**GIVEN PASSAGE:**
********************

Our pets are gifts from God

Source:

https://blogs.ancientfaith.com/morningoffering/

https://blogs.ancientfaith.com/morningoffering/2017/02/hammi-norwegian-forest-cat/

ANCIENT FAITH

MORNING OFFERING

Every evening I try to spend an hour or so in the library, sitting in front of the fire place. Our beloved Norwegian Forest Cat, Hammi, sleeps in the library/community room every night. Hammi is most happy when the entire monastic brotherhood is gathered together with him. He’s an important member of our community, loved by all of us, and is the only cat I know who has his own facebook fan page, started by a woman who’d met him on a pilgrimage to the monastery (if my memory be correct).

I first met Hammi, a large male cat, as I was walking between our old trailer house (now gone) and my cell, some seventeen years ago. We startled one another, but as I reached down with extended hand, he came to me. When I picked him up he began purring immediately, so I opened a can of salmon, and he never left. A month after his arrival we took him to a vet to be checked out. It was the veterinarian who suggested he’d most likely been dumped by someone from Seattle, as happens frequently when people want to dispose of a pet, and make sure the animal can’t find it’s way back home (impossible from an island).

********************

**INFORMATION SHOWN:**
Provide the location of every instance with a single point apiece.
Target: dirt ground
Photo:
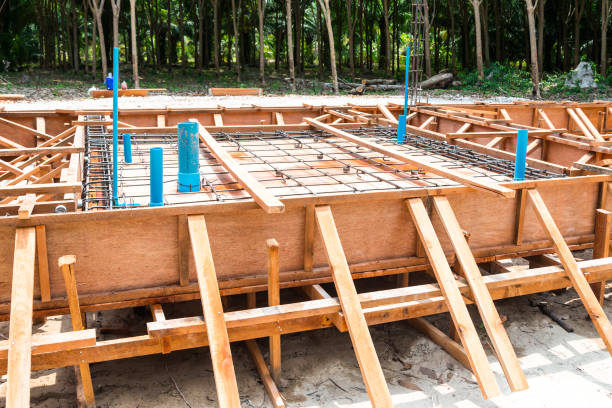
(319, 368)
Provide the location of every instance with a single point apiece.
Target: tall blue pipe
(115, 119)
(521, 155)
(189, 158)
(127, 148)
(401, 126)
(156, 158)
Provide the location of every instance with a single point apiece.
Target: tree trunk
(387, 39)
(134, 45)
(606, 9)
(116, 6)
(290, 46)
(535, 76)
(236, 37)
(351, 33)
(330, 33)
(541, 20)
(578, 10)
(479, 65)
(97, 8)
(261, 10)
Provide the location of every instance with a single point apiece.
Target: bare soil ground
(319, 368)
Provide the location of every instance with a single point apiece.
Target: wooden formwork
(379, 208)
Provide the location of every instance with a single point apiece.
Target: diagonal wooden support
(579, 282)
(492, 322)
(20, 329)
(66, 265)
(347, 294)
(216, 330)
(452, 295)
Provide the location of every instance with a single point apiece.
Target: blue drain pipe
(127, 148)
(401, 126)
(115, 119)
(189, 158)
(521, 155)
(156, 158)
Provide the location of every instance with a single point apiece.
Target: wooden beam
(454, 301)
(66, 265)
(431, 167)
(357, 326)
(20, 328)
(275, 396)
(481, 296)
(591, 303)
(216, 330)
(43, 263)
(437, 336)
(601, 247)
(274, 300)
(266, 200)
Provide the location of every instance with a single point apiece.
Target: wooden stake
(591, 304)
(357, 326)
(20, 329)
(601, 248)
(274, 300)
(492, 322)
(216, 330)
(66, 265)
(454, 300)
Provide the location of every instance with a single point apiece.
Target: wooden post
(66, 265)
(20, 329)
(274, 300)
(590, 302)
(601, 248)
(216, 330)
(492, 322)
(456, 306)
(357, 326)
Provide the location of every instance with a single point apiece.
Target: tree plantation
(325, 38)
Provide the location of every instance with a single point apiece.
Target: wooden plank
(218, 119)
(431, 167)
(519, 219)
(26, 207)
(157, 311)
(220, 352)
(275, 396)
(52, 342)
(448, 285)
(183, 250)
(601, 247)
(591, 303)
(20, 329)
(43, 263)
(357, 325)
(387, 113)
(274, 300)
(309, 236)
(437, 336)
(266, 200)
(66, 265)
(481, 296)
(32, 151)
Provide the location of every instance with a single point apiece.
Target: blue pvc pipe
(156, 158)
(115, 119)
(127, 148)
(189, 158)
(521, 155)
(401, 126)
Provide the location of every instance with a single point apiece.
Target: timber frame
(445, 225)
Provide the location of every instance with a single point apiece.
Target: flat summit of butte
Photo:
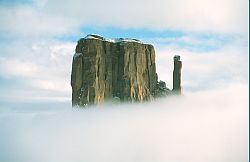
(120, 70)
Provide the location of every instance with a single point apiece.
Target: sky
(37, 43)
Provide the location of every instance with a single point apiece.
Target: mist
(207, 126)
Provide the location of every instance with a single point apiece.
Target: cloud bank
(205, 126)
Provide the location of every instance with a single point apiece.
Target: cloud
(205, 69)
(55, 17)
(205, 126)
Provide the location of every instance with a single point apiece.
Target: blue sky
(38, 38)
(37, 44)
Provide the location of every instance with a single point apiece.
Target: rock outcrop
(118, 70)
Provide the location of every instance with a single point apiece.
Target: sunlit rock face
(114, 70)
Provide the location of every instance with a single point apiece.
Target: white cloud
(206, 69)
(205, 126)
(223, 16)
(56, 17)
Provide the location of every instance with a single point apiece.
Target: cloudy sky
(37, 42)
(38, 38)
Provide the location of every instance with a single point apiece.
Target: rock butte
(116, 70)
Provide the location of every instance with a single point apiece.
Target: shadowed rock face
(117, 70)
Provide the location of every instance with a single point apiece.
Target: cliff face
(118, 69)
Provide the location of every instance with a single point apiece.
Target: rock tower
(118, 69)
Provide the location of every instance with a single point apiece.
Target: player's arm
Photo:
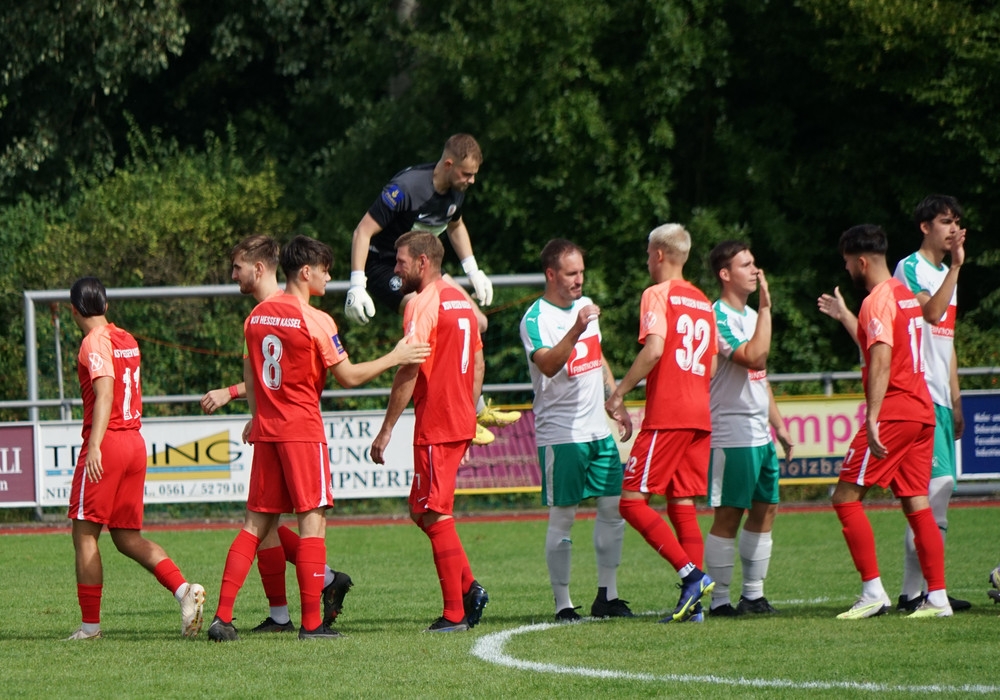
(644, 362)
(349, 375)
(551, 360)
(935, 305)
(399, 398)
(880, 361)
(958, 420)
(835, 308)
(753, 353)
(248, 388)
(622, 417)
(778, 423)
(359, 306)
(215, 399)
(104, 395)
(459, 237)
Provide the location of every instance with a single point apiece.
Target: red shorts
(115, 500)
(671, 463)
(434, 471)
(907, 469)
(289, 477)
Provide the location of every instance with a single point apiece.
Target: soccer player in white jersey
(936, 287)
(743, 472)
(571, 380)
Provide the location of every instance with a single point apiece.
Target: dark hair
(462, 146)
(936, 204)
(554, 250)
(423, 243)
(302, 251)
(258, 248)
(723, 254)
(89, 297)
(864, 238)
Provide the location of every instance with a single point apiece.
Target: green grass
(396, 594)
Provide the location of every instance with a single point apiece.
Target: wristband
(469, 265)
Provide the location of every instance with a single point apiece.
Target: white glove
(483, 288)
(359, 306)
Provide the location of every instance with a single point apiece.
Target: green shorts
(573, 472)
(944, 444)
(739, 475)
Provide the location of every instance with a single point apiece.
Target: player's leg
(89, 578)
(755, 541)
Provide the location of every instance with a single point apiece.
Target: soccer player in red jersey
(671, 453)
(110, 473)
(895, 446)
(255, 269)
(290, 346)
(444, 391)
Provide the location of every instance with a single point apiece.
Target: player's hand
(214, 400)
(958, 249)
(765, 292)
(411, 353)
(590, 312)
(875, 445)
(832, 306)
(482, 287)
(93, 466)
(379, 445)
(359, 306)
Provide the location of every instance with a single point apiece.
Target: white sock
(755, 556)
(609, 534)
(559, 553)
(280, 614)
(719, 555)
(872, 590)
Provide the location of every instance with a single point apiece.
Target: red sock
(449, 560)
(238, 563)
(90, 602)
(309, 568)
(860, 538)
(930, 547)
(271, 565)
(684, 518)
(290, 543)
(655, 530)
(169, 576)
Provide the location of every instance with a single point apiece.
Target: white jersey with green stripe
(569, 406)
(739, 400)
(921, 275)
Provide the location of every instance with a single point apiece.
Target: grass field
(514, 652)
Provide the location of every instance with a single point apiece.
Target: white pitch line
(490, 648)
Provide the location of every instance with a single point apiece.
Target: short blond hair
(673, 240)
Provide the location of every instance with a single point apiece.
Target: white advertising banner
(204, 459)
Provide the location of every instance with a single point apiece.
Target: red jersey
(890, 314)
(677, 388)
(442, 316)
(290, 345)
(108, 351)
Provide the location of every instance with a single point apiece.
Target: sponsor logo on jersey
(96, 361)
(392, 196)
(586, 356)
(875, 328)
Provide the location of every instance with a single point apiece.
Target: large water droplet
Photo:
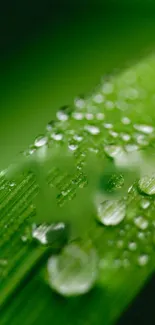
(48, 234)
(147, 185)
(74, 271)
(111, 212)
(40, 141)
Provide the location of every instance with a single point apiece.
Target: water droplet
(107, 88)
(141, 222)
(100, 116)
(125, 137)
(40, 141)
(3, 262)
(78, 138)
(147, 185)
(74, 271)
(111, 212)
(132, 246)
(131, 147)
(125, 262)
(24, 238)
(48, 234)
(57, 136)
(98, 98)
(72, 146)
(109, 105)
(147, 129)
(78, 116)
(92, 129)
(117, 263)
(62, 115)
(50, 126)
(141, 235)
(113, 150)
(120, 243)
(113, 133)
(143, 260)
(141, 139)
(89, 116)
(12, 184)
(125, 120)
(108, 125)
(145, 204)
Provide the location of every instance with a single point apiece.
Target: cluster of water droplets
(103, 124)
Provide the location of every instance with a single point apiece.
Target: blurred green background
(54, 51)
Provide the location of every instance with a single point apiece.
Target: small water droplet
(113, 133)
(78, 138)
(111, 212)
(113, 150)
(89, 116)
(125, 120)
(125, 137)
(107, 88)
(79, 102)
(62, 115)
(145, 204)
(24, 238)
(77, 116)
(74, 271)
(120, 243)
(98, 98)
(100, 116)
(147, 185)
(40, 141)
(141, 235)
(117, 263)
(92, 129)
(48, 234)
(50, 126)
(143, 260)
(147, 129)
(141, 222)
(108, 125)
(73, 146)
(131, 147)
(3, 262)
(125, 262)
(109, 105)
(57, 136)
(132, 246)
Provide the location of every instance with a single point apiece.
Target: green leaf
(117, 118)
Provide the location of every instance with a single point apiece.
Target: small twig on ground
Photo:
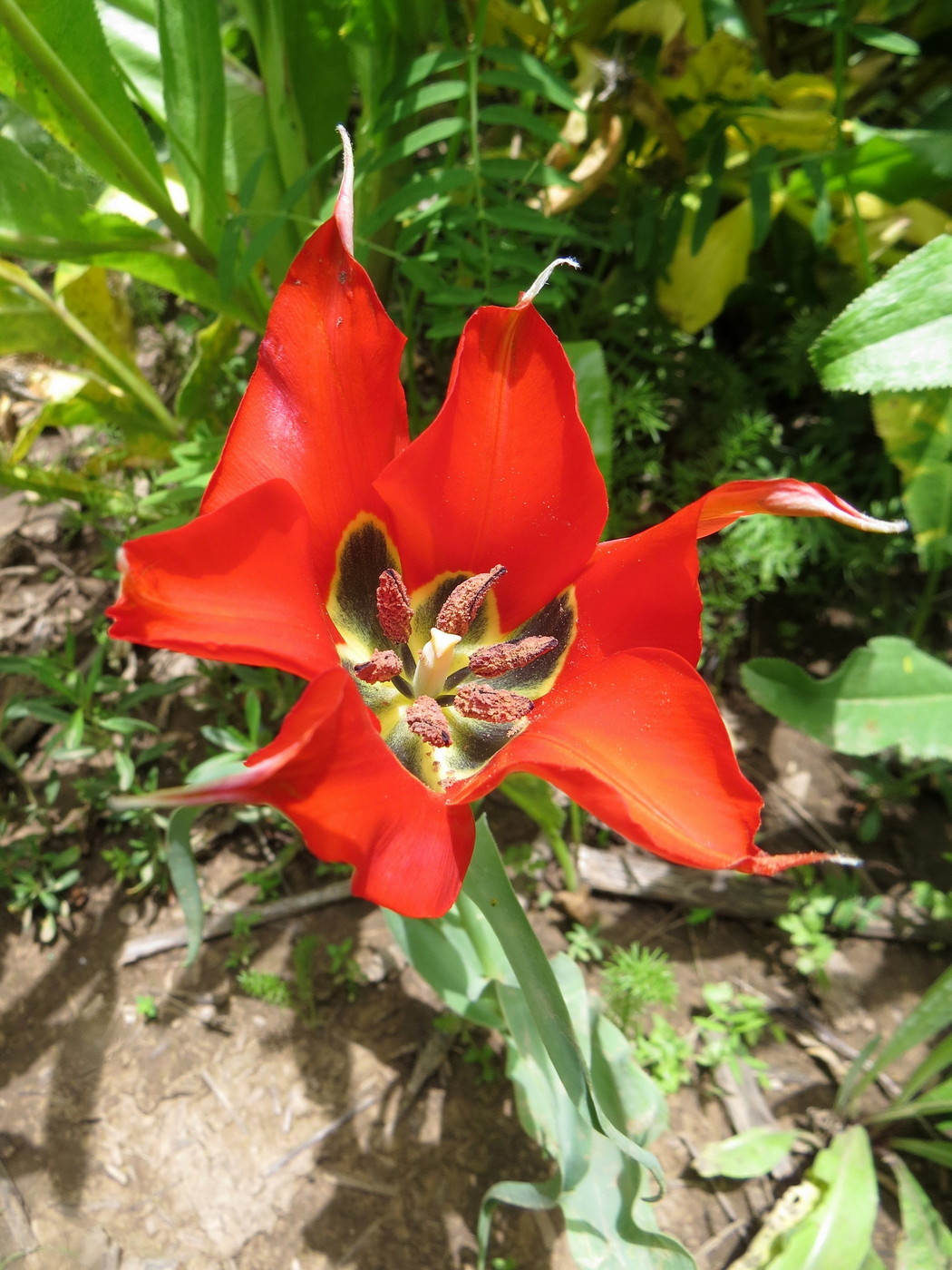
(325, 1132)
(222, 923)
(224, 1099)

********************

**GOALS:**
**1.** Repeat word for word the part of the passage about Hammi that opens with the words containing "I first met" and closes with "from an island).".
**2.** In the passage about Hammi, what did the writer open for the cat right after picking him up?
The records come from a different source than the passage about Hammi.

**SOLUTIONS TO THE TASKS:**
**1.**
I first met Hammi, a large male cat, as I was walking between our old trailer house (now gone) and my cell, some seventeen years ago. We startled one another, but as I reached down with extended hand, he came to me. When I picked him up he began purring immediately, so I opened a can of salmon, and he never left. A month after his arrival we took him to a vet to be checked out. It was the veterinarian who suggested he’d most likely been dumped by someone from Seattle, as happens frequently when people want to dispose of a pet, and make sure the animal can’t find it’s way back home (impossible from an island).

**2.** A can of salmon.